Problems:
1 > Which activities does the cycling diary below list for the two-night stayover in Dien Bien Phu?
2 > Could you extend the cycling diary below, picking up right after its final sentence?

“How’s the cycle ride going, Jane?” It’s been a constant refrain that I value, buoyed that caring friends want to know. So,each morning as I begin my ride, I’m clear,” Tonight is the day I’ll write.” I compose a story to share as I ride. It’s what I’ve always done, capturing the moment before it fades for ever into the broad tangled weave of life. Yet for the past week each time I’ve arrived at the new destination, I’ve been content but tired beyond measure, hot beyond imagining. It’s a level of exhaustion I didn’t anticipate. A few hours ago, like every evening, my worldview had shrunk: a cold shower, foraging for a cold beer and food, lying down to rest.
Now it’s 3am. I found I was lying here half awake, musing again on why I haven’t written anything. The room is draped with yesterday’s set of clothes, handwashed in the basin, and my phone is recharging, suspended so precariously from my adaptor/USB plug arrangement from the one rickety powerpoint that to break its fall, I’ve left my backpack below. “No time like the present”, I tell myself and allot an hour of precious sleep time to share how like the road, the ride is one of ups and downs. Like life.
Yesterday for example. By 7am I’m breakfasted and on the road. Its Day 9, time to leave the historic town of Dien Bien Phu and cross the border into Laos. I’m feeling remarkably perked up after a 2 night stayover where I’ve enjoyed a pool, read a Kindle download of Graham Greene’s ‘The Quiet American’, visited the magnificent museum, and tried to understand the reality of war through the hindsight of history. It was the battle here in 1954, where Ho Chi Minh finally defeated the French with a substantial victory, that led to the end of what Vietnamese term ‘the French War’ (for the French, it was the war for ‘Indochine’). I now understand how this led to the uneasy international agreement for the partition into the two independent states of north and south Vietnam. I’m clearer now on how the ‘American War’ developed in the aftermath, have downloaded ‘The Sympathiser’ , a novel by Vietnamese American professor Viet Thanh Nguyen about this latter war, but for now it’s time to move on.

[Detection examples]
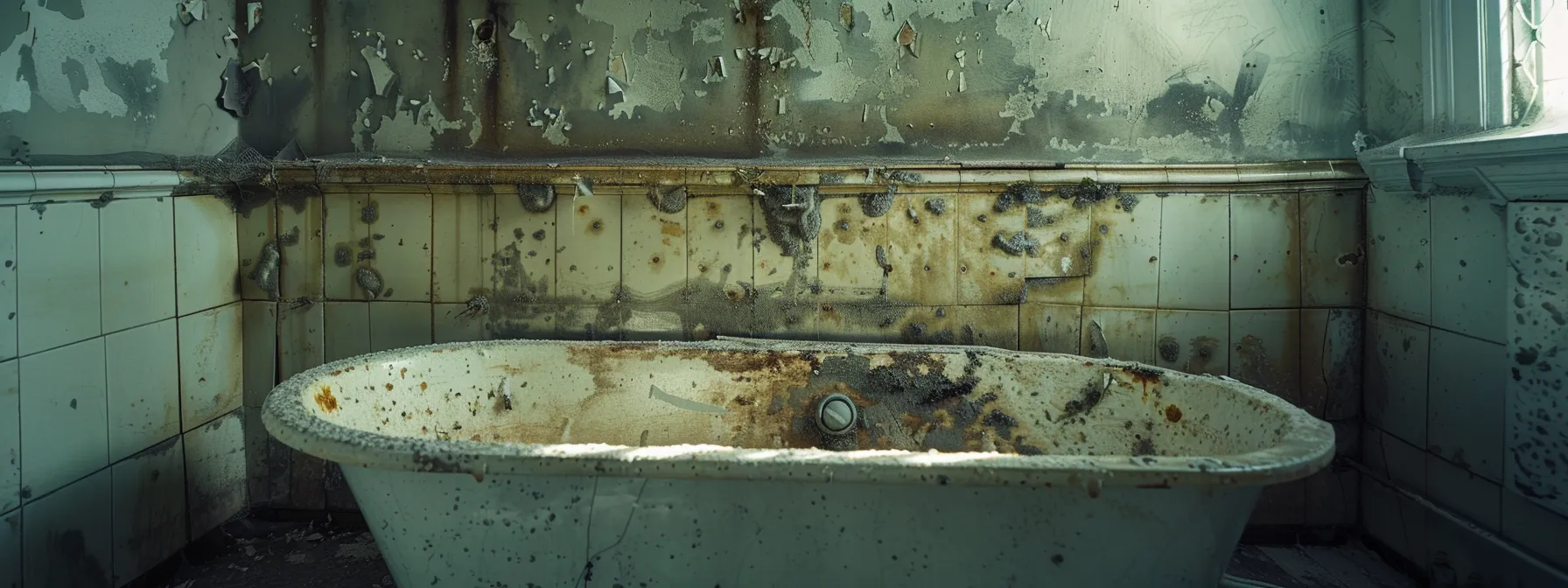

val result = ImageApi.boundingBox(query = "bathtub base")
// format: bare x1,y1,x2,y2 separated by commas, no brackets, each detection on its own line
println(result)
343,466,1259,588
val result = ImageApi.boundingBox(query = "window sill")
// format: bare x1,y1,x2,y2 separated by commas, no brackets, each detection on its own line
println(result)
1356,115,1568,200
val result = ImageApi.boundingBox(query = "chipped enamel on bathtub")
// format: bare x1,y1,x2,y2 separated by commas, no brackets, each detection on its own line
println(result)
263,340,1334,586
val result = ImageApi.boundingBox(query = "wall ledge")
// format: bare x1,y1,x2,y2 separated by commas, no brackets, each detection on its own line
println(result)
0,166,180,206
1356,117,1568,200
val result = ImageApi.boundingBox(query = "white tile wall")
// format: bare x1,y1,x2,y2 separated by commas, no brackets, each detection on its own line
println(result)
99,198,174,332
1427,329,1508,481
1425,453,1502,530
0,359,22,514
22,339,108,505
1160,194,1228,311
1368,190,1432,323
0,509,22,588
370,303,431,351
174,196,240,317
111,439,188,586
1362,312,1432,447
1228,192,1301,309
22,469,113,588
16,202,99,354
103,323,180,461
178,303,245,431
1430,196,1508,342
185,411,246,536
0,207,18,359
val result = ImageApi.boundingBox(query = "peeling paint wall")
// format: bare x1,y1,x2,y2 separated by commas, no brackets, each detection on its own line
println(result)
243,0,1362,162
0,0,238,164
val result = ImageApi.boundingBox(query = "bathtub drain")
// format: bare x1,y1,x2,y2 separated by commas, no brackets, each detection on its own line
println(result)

--

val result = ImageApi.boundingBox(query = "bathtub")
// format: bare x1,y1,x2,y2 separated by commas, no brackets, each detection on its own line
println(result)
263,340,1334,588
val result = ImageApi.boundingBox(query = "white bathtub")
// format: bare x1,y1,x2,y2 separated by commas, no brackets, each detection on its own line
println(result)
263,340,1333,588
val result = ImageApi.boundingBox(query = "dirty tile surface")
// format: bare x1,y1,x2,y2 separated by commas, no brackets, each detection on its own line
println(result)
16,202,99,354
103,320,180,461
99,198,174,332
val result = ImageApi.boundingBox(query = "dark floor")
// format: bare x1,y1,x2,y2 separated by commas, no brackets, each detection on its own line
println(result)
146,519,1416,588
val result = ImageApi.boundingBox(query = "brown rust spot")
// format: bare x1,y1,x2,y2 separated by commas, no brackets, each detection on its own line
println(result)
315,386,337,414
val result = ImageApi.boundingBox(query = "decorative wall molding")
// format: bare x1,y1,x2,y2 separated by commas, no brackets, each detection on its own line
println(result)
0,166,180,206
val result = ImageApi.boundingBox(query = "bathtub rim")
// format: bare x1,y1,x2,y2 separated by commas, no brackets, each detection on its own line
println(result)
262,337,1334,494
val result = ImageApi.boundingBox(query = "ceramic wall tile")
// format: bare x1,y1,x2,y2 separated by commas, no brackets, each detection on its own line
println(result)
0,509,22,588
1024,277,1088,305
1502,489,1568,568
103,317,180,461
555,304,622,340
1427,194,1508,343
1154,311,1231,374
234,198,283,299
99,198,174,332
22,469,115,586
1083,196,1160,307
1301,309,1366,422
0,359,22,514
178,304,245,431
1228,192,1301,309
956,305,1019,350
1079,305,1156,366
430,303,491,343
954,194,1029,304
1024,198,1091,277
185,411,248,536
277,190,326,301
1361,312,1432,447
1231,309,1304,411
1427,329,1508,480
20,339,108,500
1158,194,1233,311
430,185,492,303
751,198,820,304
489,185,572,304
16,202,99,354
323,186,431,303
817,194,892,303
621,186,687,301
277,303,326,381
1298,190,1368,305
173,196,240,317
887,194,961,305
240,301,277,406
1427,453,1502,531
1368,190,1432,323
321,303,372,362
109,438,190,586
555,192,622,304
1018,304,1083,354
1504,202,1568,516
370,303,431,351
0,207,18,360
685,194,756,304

Written responses:
1 >
- Enjoyed a pool
- Read a Kindle download of Graham Greene's 'The Quiet American'
- Visited the magnificent museum
- Tried to understand the reality of war through the hindsight of history

2 >
My rendezvous with my family is in 5 days time and there is a 1200m road pass in the way today. I ask a man in the hotel carpark to take my photo. ” I look rather well”, I think as I check the picture and thank him, “Clean, fit and ready for anything”! The feeling continues through the first 20km. Its a flat ride through villages reminiscent of childhood holidays to France, tiled roofs, locals out working the fields in the cool of the morning, tree-lined straight roads. I’m definitely in Asia, the rice paddies and the water buffaloes grazing the harvested paddocks are unique, but muse on how the French must have felt so at home here in the 1950’s. I am reminded of the ‘Determined to Fight, Determined to Win’ rallying flag of Ho Chi Minh’s inspirational leadership, and I reflect that buried within each of the schoolchildren I pass are family traumas from recent occupation and wars. I’m aware of my own sadness. I’m leaving today this fascinating country of such depth and culture and beauty, that has offered me so much, taking with me just a skimmed surface view gained as a cycling tourist.
Such reflections come to an abrupt halt as I reach the first escarpment. Its only 9am but there is no shade on this hill and it must already be well over 30 C. Between the heat, the weight of my luggage and the gradient, my leg muscles fail to apply themselves to the task. I stop to mop my face and drink water. It’s the first of many times today that I will get off and walk…
How in a few lines – the hour is up and I need the rest of my sleep for today’s 1200m pass – can I describe yesterday? Heat and dry forest leaves, dust, always dust; hugging the roadside as container trucks, barely faster than me on this gradient, pass each other on what seems a one lane road; my fascination with the smoke in the forest below, a forest fire in its infancy. There hasn’t been any passing traffic for an hour. I can’t go any faster but I’m a foreigner pedalling uphill on a small bicycle and I now feel very alone. “In an emergency, could I shelter under my bike, drape it with my towel and wet it?” but I’ve already finished my 750ml water bottle and am part way through my 1.25l back up, carefully filled with water I’d boiled before I left. I’m focused now on the wind direction and its shifts. Its an uncomfortable hour, terror intermixed with haste, as I wend my way up, cycling where I can, pushing through the dust and heat.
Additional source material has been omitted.